### [What to work on]
Extract all records. Keep each one exact.

### [Material provided]
--------------------------------

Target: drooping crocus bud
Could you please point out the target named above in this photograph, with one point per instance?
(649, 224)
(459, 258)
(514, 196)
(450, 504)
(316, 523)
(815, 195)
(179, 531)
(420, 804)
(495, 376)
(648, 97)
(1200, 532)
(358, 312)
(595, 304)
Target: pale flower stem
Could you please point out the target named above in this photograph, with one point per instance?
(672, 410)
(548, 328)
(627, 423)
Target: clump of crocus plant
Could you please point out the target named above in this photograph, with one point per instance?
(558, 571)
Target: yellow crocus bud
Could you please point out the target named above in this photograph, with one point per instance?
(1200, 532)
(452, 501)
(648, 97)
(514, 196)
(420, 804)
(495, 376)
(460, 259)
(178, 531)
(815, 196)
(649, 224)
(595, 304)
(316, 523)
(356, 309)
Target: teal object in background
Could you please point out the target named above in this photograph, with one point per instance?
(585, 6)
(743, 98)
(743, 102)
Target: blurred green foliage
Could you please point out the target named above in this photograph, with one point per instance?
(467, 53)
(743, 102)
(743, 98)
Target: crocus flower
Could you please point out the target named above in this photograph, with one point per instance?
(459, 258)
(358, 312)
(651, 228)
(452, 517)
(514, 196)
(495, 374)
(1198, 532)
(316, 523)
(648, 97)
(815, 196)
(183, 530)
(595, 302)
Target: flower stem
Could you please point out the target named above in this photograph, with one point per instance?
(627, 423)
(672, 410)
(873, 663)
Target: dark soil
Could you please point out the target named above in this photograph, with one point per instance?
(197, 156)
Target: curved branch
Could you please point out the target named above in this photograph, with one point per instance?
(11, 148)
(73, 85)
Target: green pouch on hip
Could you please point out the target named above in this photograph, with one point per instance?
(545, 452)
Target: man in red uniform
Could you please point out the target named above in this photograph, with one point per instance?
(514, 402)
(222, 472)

--------------------------------

### [Answer box]
Target: drooping crocus bud
Could you please point out the target named above in this photograph, with one point per instance?
(649, 224)
(459, 258)
(514, 196)
(450, 504)
(316, 523)
(815, 195)
(179, 531)
(420, 804)
(495, 376)
(648, 97)
(1200, 532)
(358, 312)
(595, 304)
Target: pale flower stem
Could you please point out the target named above in this photograph, with one point per instance?
(672, 410)
(548, 328)
(627, 423)
Target: clump of crocus plant
Could you please point out the target named above in this photograph, with one point per instance?
(558, 571)
Target: yellow crocus bud
Could you please point out the target named above in this photograph, with one point per instance?
(1200, 532)
(452, 501)
(648, 97)
(514, 196)
(420, 804)
(495, 376)
(460, 259)
(178, 531)
(815, 196)
(649, 224)
(595, 304)
(316, 523)
(356, 309)
Target: teal object in background
Could you please point out the target named above in this photograph, with one point per instance?
(585, 6)
(743, 98)
(743, 102)
Target: blurred green foliage
Could you please point out the target named above in this photograph, with one point per instance?
(467, 53)
(743, 102)
(743, 98)
Target: crocus flower
Could you please point out the target named above in this photograph, with one point per instance?
(459, 258)
(358, 312)
(651, 228)
(452, 517)
(514, 196)
(495, 374)
(1198, 532)
(316, 523)
(648, 97)
(815, 196)
(183, 530)
(595, 302)
Target: flower stem
Could you please point out the target named above in this photograph, with one point per instance?
(627, 423)
(672, 410)
(873, 663)
Target: dark soil
Could you please point out the target named above in this photograph, with one point per instance?
(197, 156)
Target: curved branch
Could you please point out the target named above in this photograph, with one point per instance?
(11, 148)
(73, 85)
Target: green pouch on hip
Could you please point out the target named above in this photograph, with one point per instance?
(545, 452)
Target: man in red uniform
Could you please point out the target named above in this photograph, with one point per instance?
(514, 402)
(222, 472)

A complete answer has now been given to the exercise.